- [Problem description]
Write out every line of the material below, changing nothing.

- [Collected data entries]
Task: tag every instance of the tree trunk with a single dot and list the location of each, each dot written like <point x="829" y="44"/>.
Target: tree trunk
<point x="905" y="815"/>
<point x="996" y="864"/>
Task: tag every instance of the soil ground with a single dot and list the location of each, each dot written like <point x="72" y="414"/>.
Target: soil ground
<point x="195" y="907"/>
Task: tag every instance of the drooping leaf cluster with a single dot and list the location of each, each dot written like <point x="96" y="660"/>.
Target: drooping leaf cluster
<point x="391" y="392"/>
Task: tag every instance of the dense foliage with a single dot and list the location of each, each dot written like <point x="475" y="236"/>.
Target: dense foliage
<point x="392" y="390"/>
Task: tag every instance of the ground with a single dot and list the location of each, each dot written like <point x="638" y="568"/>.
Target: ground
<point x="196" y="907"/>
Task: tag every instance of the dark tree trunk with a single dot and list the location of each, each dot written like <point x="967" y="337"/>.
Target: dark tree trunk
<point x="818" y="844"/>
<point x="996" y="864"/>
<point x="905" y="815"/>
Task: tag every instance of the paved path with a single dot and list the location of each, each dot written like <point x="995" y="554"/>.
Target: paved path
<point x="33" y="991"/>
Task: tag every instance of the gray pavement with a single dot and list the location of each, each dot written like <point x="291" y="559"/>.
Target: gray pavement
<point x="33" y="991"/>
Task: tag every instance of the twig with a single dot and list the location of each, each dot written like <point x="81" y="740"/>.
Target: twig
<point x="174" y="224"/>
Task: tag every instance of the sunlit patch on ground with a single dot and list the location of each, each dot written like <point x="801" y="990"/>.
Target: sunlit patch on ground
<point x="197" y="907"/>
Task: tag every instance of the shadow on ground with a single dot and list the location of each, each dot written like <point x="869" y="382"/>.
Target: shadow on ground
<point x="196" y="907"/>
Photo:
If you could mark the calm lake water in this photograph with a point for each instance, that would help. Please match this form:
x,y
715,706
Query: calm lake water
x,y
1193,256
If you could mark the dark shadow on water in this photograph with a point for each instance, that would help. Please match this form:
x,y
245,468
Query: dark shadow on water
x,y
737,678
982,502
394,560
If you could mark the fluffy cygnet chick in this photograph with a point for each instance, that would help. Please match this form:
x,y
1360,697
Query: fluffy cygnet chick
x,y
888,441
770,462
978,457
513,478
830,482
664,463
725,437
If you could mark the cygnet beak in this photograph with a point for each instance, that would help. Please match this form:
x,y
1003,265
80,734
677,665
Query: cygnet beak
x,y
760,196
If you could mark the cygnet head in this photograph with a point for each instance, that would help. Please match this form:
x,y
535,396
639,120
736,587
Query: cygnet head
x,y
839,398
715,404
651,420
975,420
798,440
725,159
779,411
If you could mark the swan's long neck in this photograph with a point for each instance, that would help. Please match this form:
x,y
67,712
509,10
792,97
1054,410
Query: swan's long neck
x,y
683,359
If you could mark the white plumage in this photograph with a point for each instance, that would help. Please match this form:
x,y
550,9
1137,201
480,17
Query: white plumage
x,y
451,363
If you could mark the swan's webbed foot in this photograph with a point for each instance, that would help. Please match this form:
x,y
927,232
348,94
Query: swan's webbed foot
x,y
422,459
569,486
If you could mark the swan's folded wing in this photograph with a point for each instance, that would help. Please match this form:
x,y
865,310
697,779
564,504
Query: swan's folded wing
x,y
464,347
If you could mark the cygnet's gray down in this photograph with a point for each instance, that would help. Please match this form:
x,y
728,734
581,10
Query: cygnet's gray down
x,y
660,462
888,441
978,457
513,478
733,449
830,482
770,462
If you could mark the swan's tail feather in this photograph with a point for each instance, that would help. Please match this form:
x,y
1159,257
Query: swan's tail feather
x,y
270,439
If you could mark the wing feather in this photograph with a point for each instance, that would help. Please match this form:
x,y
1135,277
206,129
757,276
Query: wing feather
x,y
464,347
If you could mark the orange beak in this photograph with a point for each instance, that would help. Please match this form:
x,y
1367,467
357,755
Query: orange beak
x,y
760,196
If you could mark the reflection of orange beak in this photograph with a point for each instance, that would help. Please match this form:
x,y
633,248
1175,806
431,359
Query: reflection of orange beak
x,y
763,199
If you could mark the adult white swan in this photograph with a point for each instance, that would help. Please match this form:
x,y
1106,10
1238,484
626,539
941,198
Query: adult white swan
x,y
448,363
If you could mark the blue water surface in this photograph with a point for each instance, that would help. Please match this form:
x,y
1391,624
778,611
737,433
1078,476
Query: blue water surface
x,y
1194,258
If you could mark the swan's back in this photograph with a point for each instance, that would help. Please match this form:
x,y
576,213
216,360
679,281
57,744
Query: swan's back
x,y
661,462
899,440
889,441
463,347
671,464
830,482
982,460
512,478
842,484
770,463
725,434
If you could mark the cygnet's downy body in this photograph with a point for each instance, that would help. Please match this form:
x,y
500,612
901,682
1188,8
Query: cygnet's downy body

- [Task solution]
Task: tag every instance of the tree trunk with a single dot and list the location of each, each dot written like <point x="829" y="44"/>.
Target: tree trunk
<point x="905" y="815"/>
<point x="996" y="864"/>
Task: tag every instance of the soil ground with a single dot and list the location of each, each dot written like <point x="72" y="414"/>.
Target: soil ground
<point x="195" y="907"/>
Task: tag every instance of the drooping leaf cluster with a single dot and list the location of each, each dot written like <point x="96" y="660"/>.
Target: drooping leaf cluster
<point x="391" y="392"/>
Task: tag every instance of the dense foliage with a single dot and list the location of each, each dot written like <point x="475" y="236"/>.
Target: dense foliage
<point x="392" y="390"/>
Task: tag every instance of the ground with a single dot and list the location of each, each dot written like <point x="638" y="568"/>.
Target: ground
<point x="196" y="907"/>
Task: tag every instance of the dark tree trunk with a single dot and list the location of each, each dot written like <point x="967" y="337"/>.
Target: dark tree trunk
<point x="818" y="844"/>
<point x="996" y="864"/>
<point x="905" y="815"/>
Task: tag every instance of the paved path with a single dot and list the location of each, each dot written like <point x="995" y="554"/>.
Target: paved path
<point x="33" y="991"/>
Task: tag every instance of the gray pavement with a single dot and list the location of each, each dot written like <point x="291" y="559"/>.
Target: gray pavement
<point x="33" y="991"/>
Task: tag every instance of the twig with a single dot and list the location of each, each dot written like <point x="81" y="740"/>.
Target: twig
<point x="174" y="224"/>
Task: tag every instance of the sunlit patch on ground with a single dot and list the location of each, each dot written like <point x="801" y="990"/>.
Target: sunlit patch on ground
<point x="197" y="907"/>
Task: tag every instance of the shadow on ground with a single dot and list the location of each, each dot written like <point x="869" y="382"/>.
Target: shadow on ground
<point x="196" y="907"/>
Photo:
If you could mark the calm lake water in this photograph with a point for each instance, that would help. Please match this form:
x,y
715,706
Query: calm lake water
x,y
1193,256
If you could mark the dark shadow on water in this photograph with a point for each instance, that would help. Please match this form:
x,y
245,468
Query: dark shadow on water
x,y
737,678
982,502
394,560
If you could mark the fluffy cygnet chick in this photograph with a point for each instance, that would help. Please match this form:
x,y
1360,697
Query: fluffy cygnet chick
x,y
888,441
770,462
978,457
513,478
830,482
664,463
725,437
If you could mark the cygnet beak in this photograph with a point for each instance, that would help. Please match this form:
x,y
1003,265
80,734
677,665
Query: cygnet beak
x,y
760,196
If you could mark the cygnet head in this photograph with a point for each instance, that would help. Please match this form:
x,y
535,396
639,120
736,587
Query: cygnet head
x,y
839,398
715,404
651,420
975,420
798,440
725,159
779,411
If you could mark the swan's long neck in this photograph with a point for each instance, that would help. Please match this form:
x,y
67,712
509,10
792,97
1054,410
Query: swan's long neck
x,y
683,359
If you could mark the white plumage in this photograph with a point for each instance, that would help. Please match this form:
x,y
550,9
1137,201
480,17
Query: white plumage
x,y
451,363
If you could mark the swan's webbed foot in this photograph with a point for each instance, that would help. Please match this form:
x,y
927,232
348,94
Query: swan's webbed foot
x,y
422,459
569,486
If you could mark the swan's folded wing in this photograph with a point for each instance, that would help. Please match this form:
x,y
865,310
697,779
564,504
Query: swan's folded wing
x,y
464,347
If you could mark the cygnet's gray down in this photograph with a point for each instance, that would help. Please match this form:
x,y
728,734
581,10
Query: cygnet's gray down
x,y
660,462
888,441
978,457
513,478
733,449
830,482
770,462
If you could mark the swan's tail feather in this photograph with a point for each instance, that would help. Please match this form:
x,y
1159,257
Query: swan's tail feather
x,y
270,439
If you could mark the wing feather in this photograph with a point for each instance, that would help. Please match this form:
x,y
1135,277
206,129
757,276
Query: wing feather
x,y
464,347
If you could mark the orange beak in this photograph with a point for each instance, that would help. Please match this form:
x,y
1367,467
357,755
Query: orange beak
x,y
760,196
If you could mark the reflection of orange beak in this photograph with a point for each instance, that would help. Please match this form:
x,y
633,248
1175,806
431,359
Query: reflection of orange beak
x,y
763,199
If you could mark the adult white swan in this photograph with a point for each instance, that would help. Please match this form:
x,y
1106,10
1238,484
626,539
941,198
Query: adult white swan
x,y
448,363
If you could mark the blue water surface in this photograph with a point for each instance, that would help. Please match this form:
x,y
1391,624
778,611
737,433
1078,476
Query: blue water surface
x,y
1194,258
If you could mark the swan's back in this photograph with a point for each instance, that would help. Please match this form:
x,y
576,213
216,360
679,281
57,744
Query: swan's back
x,y
661,462
899,440
889,441
463,347
671,464
830,482
982,460
512,478
842,484
770,463
725,434
If you could mark the cygnet's downy body in this photograph with a point for each instance, that would help. Please match this form:
x,y
500,612
901,682
1188,8
Query: cygnet's downy body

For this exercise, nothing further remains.